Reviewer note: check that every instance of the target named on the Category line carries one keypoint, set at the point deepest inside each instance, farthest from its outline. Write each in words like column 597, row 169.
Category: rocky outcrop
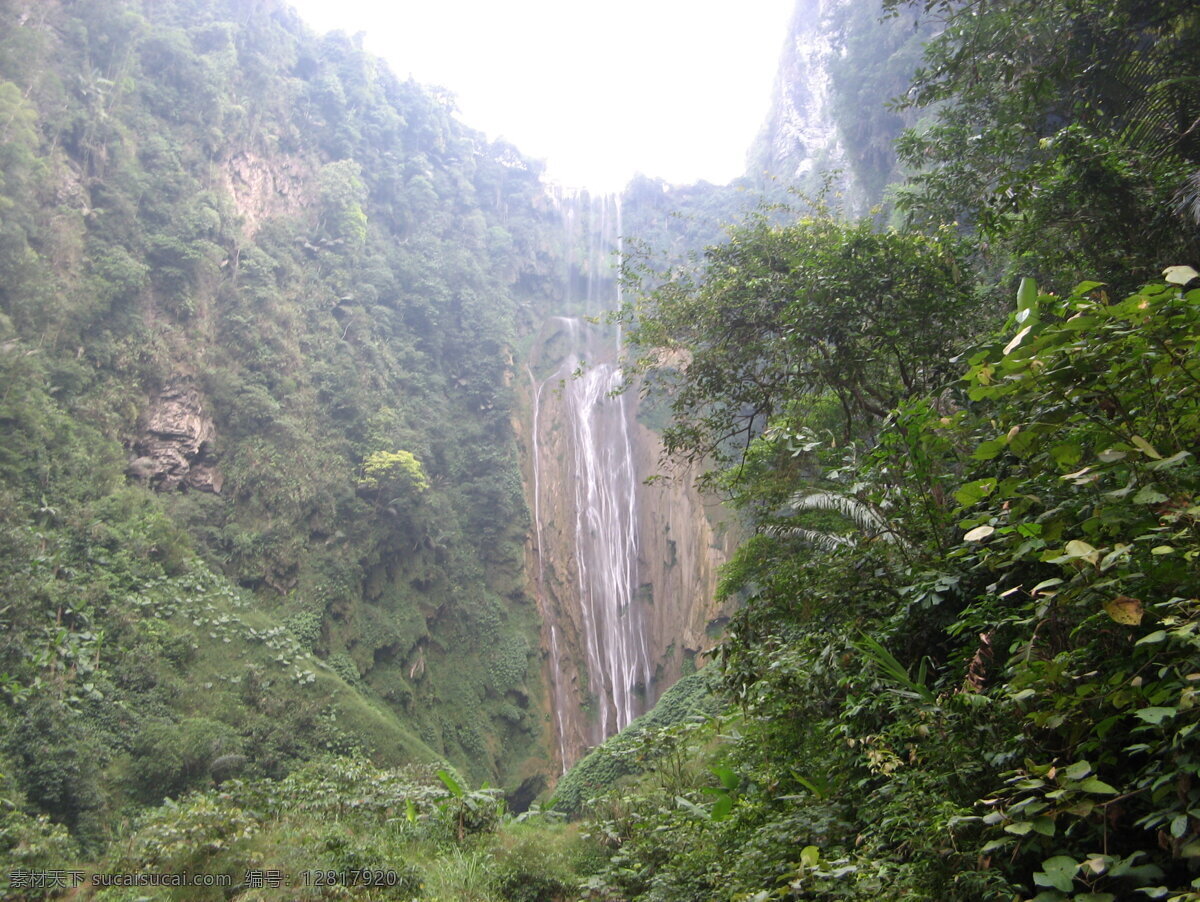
column 264, row 186
column 175, row 444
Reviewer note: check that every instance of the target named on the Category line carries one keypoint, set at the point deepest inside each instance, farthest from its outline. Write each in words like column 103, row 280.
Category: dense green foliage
column 259, row 494
column 1065, row 131
column 964, row 663
column 964, row 654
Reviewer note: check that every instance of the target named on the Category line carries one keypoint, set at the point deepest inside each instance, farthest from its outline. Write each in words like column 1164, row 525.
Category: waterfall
column 603, row 482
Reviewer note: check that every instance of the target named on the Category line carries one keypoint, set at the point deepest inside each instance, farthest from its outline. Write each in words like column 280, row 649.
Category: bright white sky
column 600, row 90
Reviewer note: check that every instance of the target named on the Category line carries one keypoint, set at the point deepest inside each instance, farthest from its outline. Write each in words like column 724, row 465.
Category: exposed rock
column 264, row 186
column 175, row 446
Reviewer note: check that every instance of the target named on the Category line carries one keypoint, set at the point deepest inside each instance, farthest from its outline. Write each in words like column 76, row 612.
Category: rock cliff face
column 623, row 572
column 175, row 444
column 801, row 134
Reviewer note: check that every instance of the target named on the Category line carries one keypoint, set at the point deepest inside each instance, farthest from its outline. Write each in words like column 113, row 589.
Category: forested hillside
column 966, row 654
column 263, row 535
column 259, row 495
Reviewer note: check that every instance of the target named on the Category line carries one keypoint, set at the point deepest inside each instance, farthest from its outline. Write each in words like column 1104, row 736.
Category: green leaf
column 721, row 807
column 990, row 449
column 1059, row 872
column 973, row 492
column 450, row 783
column 1179, row 825
column 1027, row 295
column 1180, row 275
column 1156, row 715
column 1145, row 448
column 1017, row 340
column 1147, row 494
column 978, row 534
column 1078, row 770
column 726, row 775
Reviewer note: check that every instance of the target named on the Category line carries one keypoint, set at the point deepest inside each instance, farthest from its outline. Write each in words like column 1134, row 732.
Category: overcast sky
column 600, row 90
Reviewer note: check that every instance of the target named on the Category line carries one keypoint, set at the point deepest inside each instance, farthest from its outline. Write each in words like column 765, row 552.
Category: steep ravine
column 623, row 572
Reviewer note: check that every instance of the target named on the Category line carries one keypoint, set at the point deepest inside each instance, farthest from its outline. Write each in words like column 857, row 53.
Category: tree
column 789, row 317
column 1066, row 131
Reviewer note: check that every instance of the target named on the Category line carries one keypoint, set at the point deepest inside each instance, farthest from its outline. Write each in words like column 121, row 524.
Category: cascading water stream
column 601, row 468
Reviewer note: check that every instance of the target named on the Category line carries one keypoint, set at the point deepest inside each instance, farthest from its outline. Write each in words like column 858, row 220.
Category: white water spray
column 601, row 468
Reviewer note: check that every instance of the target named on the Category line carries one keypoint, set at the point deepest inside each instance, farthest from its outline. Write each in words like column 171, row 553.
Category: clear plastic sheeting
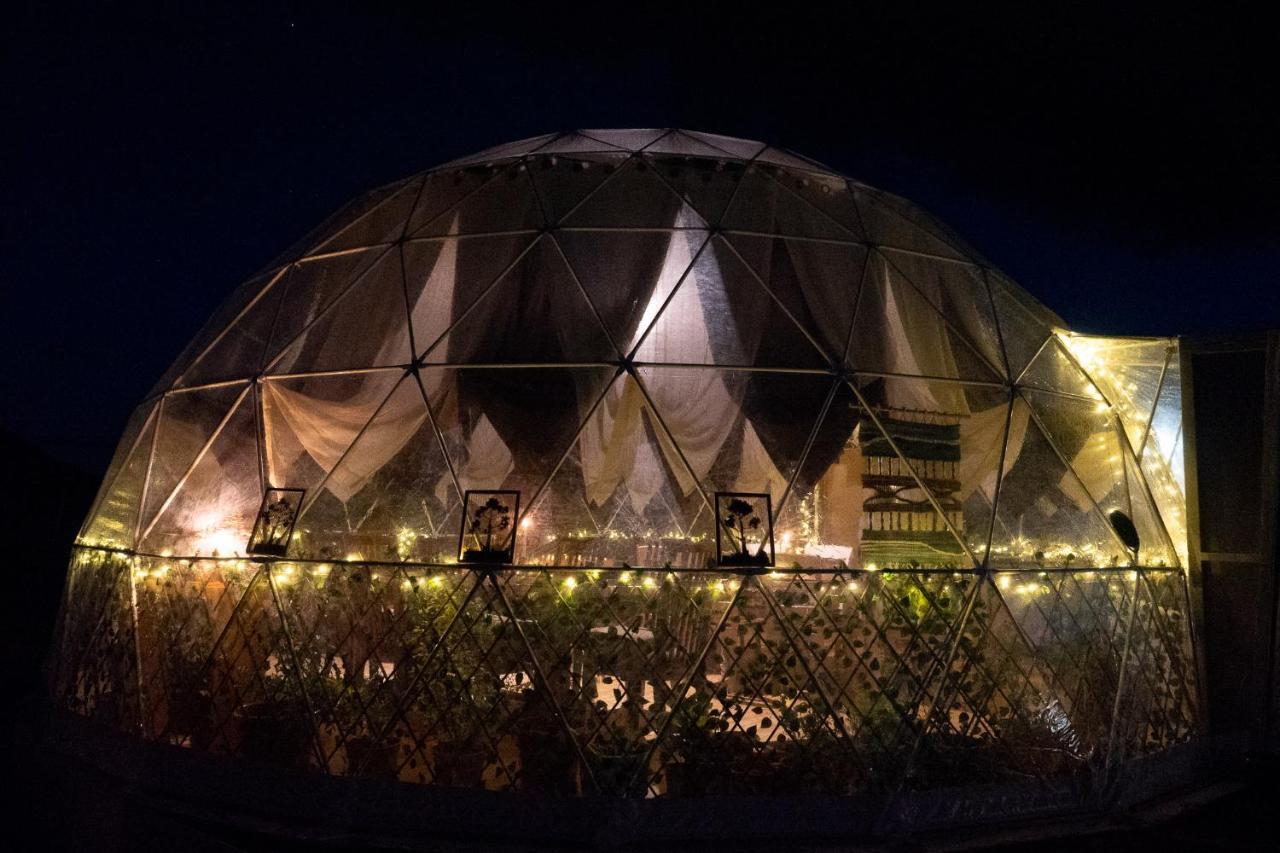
column 621, row 323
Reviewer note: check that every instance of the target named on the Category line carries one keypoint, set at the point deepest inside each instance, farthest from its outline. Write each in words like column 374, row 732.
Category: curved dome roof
column 621, row 324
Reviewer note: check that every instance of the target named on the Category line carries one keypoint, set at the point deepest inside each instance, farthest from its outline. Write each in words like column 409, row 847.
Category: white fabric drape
column 695, row 405
column 324, row 429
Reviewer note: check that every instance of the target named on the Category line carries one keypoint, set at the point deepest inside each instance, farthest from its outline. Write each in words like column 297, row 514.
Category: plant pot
column 370, row 756
column 458, row 765
column 615, row 771
column 547, row 762
column 493, row 556
column 190, row 716
column 759, row 559
column 274, row 733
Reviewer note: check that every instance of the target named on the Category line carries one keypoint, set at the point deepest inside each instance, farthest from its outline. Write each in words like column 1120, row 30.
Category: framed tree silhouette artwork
column 488, row 527
column 744, row 529
column 274, row 525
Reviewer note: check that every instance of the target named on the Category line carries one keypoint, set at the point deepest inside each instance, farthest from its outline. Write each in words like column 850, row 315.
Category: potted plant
column 488, row 528
column 744, row 527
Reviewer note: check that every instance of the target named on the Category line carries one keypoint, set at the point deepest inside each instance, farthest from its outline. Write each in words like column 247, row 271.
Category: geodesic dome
column 625, row 328
column 620, row 324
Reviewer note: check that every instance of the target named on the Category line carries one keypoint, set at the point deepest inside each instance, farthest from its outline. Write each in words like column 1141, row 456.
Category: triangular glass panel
column 632, row 197
column 478, row 688
column 392, row 495
column 1162, row 698
column 1156, row 543
column 338, row 222
column 887, row 227
column 1024, row 324
column 773, row 729
column 622, row 495
column 1075, row 624
column 214, row 329
column 446, row 276
column 309, row 423
column 945, row 436
column 1045, row 516
column 630, row 140
column 1054, row 370
column 868, row 498
column 213, row 509
column 444, row 188
column 817, row 282
column 138, row 420
column 828, row 194
column 565, row 181
column 624, row 638
column 874, row 642
column 721, row 314
column 312, row 286
column 707, row 186
column 960, row 295
column 1170, row 501
column 115, row 514
column 238, row 352
column 366, row 327
column 380, row 226
column 819, row 521
column 182, row 607
column 744, row 149
column 1165, row 437
column 996, row 690
column 780, row 158
column 503, row 151
column 627, row 276
column 1087, row 436
column 737, row 430
column 97, row 675
column 764, row 205
column 502, row 204
column 188, row 420
column 534, row 314
column 263, row 710
column 927, row 222
column 684, row 145
column 897, row 331
column 1128, row 372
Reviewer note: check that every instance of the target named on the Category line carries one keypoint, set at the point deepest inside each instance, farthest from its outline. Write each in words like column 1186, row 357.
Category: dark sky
column 1121, row 165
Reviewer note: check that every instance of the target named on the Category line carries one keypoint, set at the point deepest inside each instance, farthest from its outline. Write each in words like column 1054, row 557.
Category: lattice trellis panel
column 631, row 683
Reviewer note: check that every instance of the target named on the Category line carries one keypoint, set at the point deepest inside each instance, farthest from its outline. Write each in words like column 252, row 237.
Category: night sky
column 1123, row 169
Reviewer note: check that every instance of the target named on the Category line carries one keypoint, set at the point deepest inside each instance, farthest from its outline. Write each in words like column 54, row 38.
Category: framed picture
column 488, row 527
column 744, row 529
column 274, row 524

┄┄┄┄┄┄┄┄┄┄┄┄┄┄┄┄┄┄┄┄

Copy the listing word for word, excluding its pictures.

■ Problem solution ■
Reviewer note: check that every instance of the target named on the Category line carries one keypoint, set at the point deepest inside each instance, farthest from its outline. Write each in words like column 597, row 169.
Category: rocky outcrop
column 264, row 186
column 175, row 444
Reviewer note: check that every instance of the target named on the Category line carries one keypoint, set at the point deepest inside each instance, farthest from its outline. Write each in words like column 103, row 280.
Category: dense green foliage
column 259, row 494
column 1065, row 131
column 964, row 663
column 964, row 654
Reviewer note: check that every instance of the target named on the Category line carries one keypoint, set at the point deepest inside each instance, farthest from its outline. Write each in words like column 1164, row 525.
Category: waterfall
column 603, row 482
Reviewer note: check that every instance of the target named on the Category line carries one keypoint, set at the point deepest inside each instance, farthest from its outline. Write each in words like column 280, row 649.
Category: bright white sky
column 600, row 90
Reviewer note: check that every instance of the target named on the Category line carries one keypoint, set at the point deepest inside each instance, farthest from its outline. Write each in words like column 724, row 465.
Category: exposed rock
column 264, row 186
column 175, row 446
Reviewer note: check that every instance of the target named on the Category line carries one keypoint, set at the point deepest inside each instance, farthest from its outline. Write each in words like column 76, row 612.
Category: rock cliff face
column 623, row 572
column 175, row 444
column 801, row 134
Reviewer note: check that every instance of the target named on the Category line carries one keypoint, set at the point deepest inside each instance, farthest from its outline. Write each in words like column 113, row 589.
Category: forested hillside
column 966, row 654
column 263, row 535
column 259, row 495
Reviewer note: check that every instance of the target named on the Category line carries one keypoint, set at the point deepest inside each instance, farthest from its outline. Write each in words like column 1104, row 736.
Category: green leaf
column 721, row 807
column 990, row 449
column 1059, row 872
column 973, row 492
column 450, row 783
column 1179, row 825
column 1027, row 295
column 1180, row 275
column 1156, row 715
column 1145, row 448
column 1017, row 340
column 1147, row 494
column 978, row 534
column 1078, row 770
column 726, row 775
Reviewer note: check that every instance of the target named on the Category line carries one keypoint, set at the point deepest inside each instance, farthest from its outline. Write each in words like column 1134, row 732.
Category: overcast sky
column 600, row 90
Reviewer note: check that every instance of the target named on the Category line carries one keypoint, set at the point deepest inside each instance, farthest from its outline. Write each in words like column 765, row 552.
Category: steep ravine
column 623, row 572
Reviewer note: check that every instance of the target named on the Category line carries one keypoint, set at the point deepest inside each instance, farthest from its outline. Write each in words like column 857, row 53.
Category: tree
column 789, row 317
column 1066, row 131
Reviewer note: check that every instance of the target named on the Category line carries one keypoint, set at the point deepest inside each instance, farthest from its outline. Write each in words like column 121, row 524.
Category: cascading water stream
column 601, row 468
Reviewer note: check that every instance of the target named on the Category line carries one keypoint, set at the point deepest inside each instance, farthest from its outline. Write each in words like column 858, row 220.
Category: white water spray
column 601, row 468
Reviewer note: check that every instance of the target named on the Category line carries one keypoint, set at the point deepest inside each instance, farthest from its outline. Write each in words like column 171, row 553.
Category: clear plastic sheeting
column 621, row 323
Reviewer note: check that every instance of the target named on the Category line carries one keypoint, set at the point deepest inside each instance, farthest from its outline. Write each in words like column 374, row 732.
Category: curved dome roof
column 621, row 324
Reviewer note: check that every instance of the target named on the Category line carries one keypoint, set at the point deepest inside each instance, farthest from its outline. Write each in words like column 409, row 847.
Category: white fabric drape
column 695, row 405
column 324, row 429
Reviewer note: check that every instance of the target named on the Category line carries one keypoint, set at the point deepest inside each instance, farthest from its outline. Write each in words like column 297, row 514.
Category: plant pot
column 370, row 756
column 458, row 765
column 615, row 771
column 547, row 762
column 493, row 556
column 190, row 716
column 759, row 559
column 274, row 733
Reviewer note: check that every instance of the target named on the Category line carries one keypoint, set at the point deepest inside each instance, farthest from its outline. Write each in words like column 1120, row 30.
Category: framed tree silhouette artwork
column 488, row 527
column 744, row 529
column 274, row 525
Reviewer note: check that every instance of the target named on the Category line carries one keypoint, set at the point deepest inside each instance, farthest from its outline. Write each in words like column 850, row 315.
Category: potted plant
column 488, row 528
column 744, row 527
Reviewer note: check that every instance of the target named on the Category line carries one keypoint, set at the point deepest inside each instance, farthest from its outline. Write each in words like column 247, row 271.
Category: geodesic dome
column 625, row 328
column 620, row 324
Reviewer note: check that every instance of the target named on the Category line carries one keypoint, set at the point deepest inside each instance, farthest from its outline. Write each in words like column 1141, row 456.
Category: triangular glass panel
column 632, row 197
column 478, row 688
column 392, row 495
column 1162, row 698
column 1156, row 543
column 338, row 222
column 887, row 227
column 1024, row 324
column 773, row 729
column 622, row 495
column 1075, row 624
column 214, row 329
column 446, row 276
column 309, row 423
column 945, row 436
column 1045, row 516
column 630, row 140
column 1054, row 370
column 868, row 498
column 213, row 509
column 444, row 188
column 817, row 282
column 138, row 420
column 828, row 194
column 565, row 181
column 624, row 638
column 874, row 642
column 721, row 314
column 312, row 286
column 707, row 186
column 960, row 295
column 1170, row 501
column 115, row 514
column 238, row 352
column 366, row 327
column 380, row 226
column 819, row 521
column 182, row 607
column 744, row 149
column 1165, row 437
column 996, row 690
column 780, row 158
column 503, row 151
column 627, row 276
column 1087, row 436
column 737, row 430
column 97, row 675
column 764, row 205
column 502, row 204
column 188, row 420
column 534, row 314
column 263, row 710
column 927, row 222
column 684, row 145
column 897, row 331
column 1128, row 372
Reviewer note: check that every instance of the target named on the Category line carries one keypoint, set at the point deepest inside each instance, farthest from its outline. Write each in words like column 1186, row 357.
Category: dark sky
column 1121, row 165
Reviewer note: check that every instance of the target named on the Category line carries one keypoint, set at the point deepest inside each instance, farthest from its outline. Write each in words like column 1054, row 557.
Category: lattice trellis panel
column 631, row 683
Reviewer note: check that every instance of the target named on the Category line carries one keypoint, set at the point deepest inside each instance, farthest from its outline. Write each in words like column 252, row 237.
Category: night sky
column 1123, row 169
Reviewer note: check that every instance of the target named on the Category line carries one keypoint, set at the point deepest inside each instance, farthest from its outline. Write each in words like column 54, row 38.
Category: framed picture
column 488, row 527
column 744, row 529
column 274, row 524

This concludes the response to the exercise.